### Texto dado

Índia. Governo de Modi cede perante a fúria dos agricultores

Os agricultores acampados às portas de Nova Deli começam a voltar a casa, vitoriosos. Mas não desarmam, temendo ser enganados pelo Governo.

Dezenas de milhares de agricultores indianos desmontaram as suas tendas montadas no meio das autoestradas, às portas de Nova Deli, onde passaram boa parte do último ano, protestando contra as reformas agrícolas que Governo nacionalista hindu de Narendra Modi planeava aplicar. No rescaldo daquilo que foi descrito como o maior protesto da história, os agricultores começarão regressar a casa após as celebrações, contentes e vitoriosos por terem conseguido que o Executivo desistisse de boa parte das suas propostas, anunciaram os sindicatos do setor, esta quinta-feira. 

“É uma grande vitória paras os agricultores. Obrigámos o Governo a ceder perante as nossas exigências”, regozijou-se Balbir Singh Rajewal, um dos líderes do movimento, à Associated Press. Salvaram os seus mercados subsidiados com preços mínimos tabelados – herança da “revolução verde”, nos anos 60, a que se atribui o fim das fomes cíclicas, passando a Índia a ter excedentes alimentares – e evitaram ter de negociar as suas colheitas no mercado aberto, algo que acusavam de favorecer grandes multinacionais, em detrimento dos pequenos produtores.

Os agricultores podem ter desmobilizado, mas continuam a desconfiar de Modi, que há anos anseia por aplicar reformas agrícolas do género. Até ao ano passado, o seu Governo não se atrevera a antagonizar um setor que emprega mais de metade dos 1,4 mil milhões de indianos – os críticos de Modi acusam-no de tentar aproveitar o caos da pandemia para aprovar as suas reformas pela calada.

######

Edite o trecho do texto sobre os agricultores que começa nas palavras com "Dezenas de milhares" e acaba em "setor, esta quinta-feira.", pondo "barracas" no lugar de "tendas". As linhas que vêm a seguir não têm nada a ver com o texto sobre os agricultores.

### Excertos dos dados

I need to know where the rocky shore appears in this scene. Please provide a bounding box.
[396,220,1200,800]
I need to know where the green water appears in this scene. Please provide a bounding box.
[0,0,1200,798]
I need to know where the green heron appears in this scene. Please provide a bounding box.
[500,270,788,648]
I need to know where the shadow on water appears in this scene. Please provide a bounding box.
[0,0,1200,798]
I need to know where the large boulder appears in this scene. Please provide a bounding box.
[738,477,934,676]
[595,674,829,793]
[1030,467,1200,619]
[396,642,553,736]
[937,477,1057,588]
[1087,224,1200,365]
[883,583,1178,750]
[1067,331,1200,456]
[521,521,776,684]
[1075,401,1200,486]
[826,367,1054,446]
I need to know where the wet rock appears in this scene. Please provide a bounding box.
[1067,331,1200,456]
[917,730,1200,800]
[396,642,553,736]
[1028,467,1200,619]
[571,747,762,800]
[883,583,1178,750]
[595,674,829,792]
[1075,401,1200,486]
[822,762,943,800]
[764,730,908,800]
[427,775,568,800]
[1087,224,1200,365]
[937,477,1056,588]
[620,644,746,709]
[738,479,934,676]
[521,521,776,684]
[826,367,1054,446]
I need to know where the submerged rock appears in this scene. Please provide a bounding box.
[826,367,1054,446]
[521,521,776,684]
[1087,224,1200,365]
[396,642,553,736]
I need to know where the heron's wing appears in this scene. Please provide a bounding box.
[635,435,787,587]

######

**Exercício resolvido:**
Dezenas de milhares de agricultores indianos desmontaram as suas barracas montadas no meio das autoestradas, às portas de Nova Deli, onde passaram boa parte do último ano, protestando contra as reformas agrícolas que Governo nacionalista hindu de Narendra Modi planeava aplicar. No rescaldo daquilo que foi descrito como o maior protesto da história, os agricultores começarão regressar a casa após as celebrações, contentes e vitoriosos por terem conseguido que o Executivo desistisse de boa parte das suas propostas, anunciaram os sindicatos do setor, esta quinta-feira.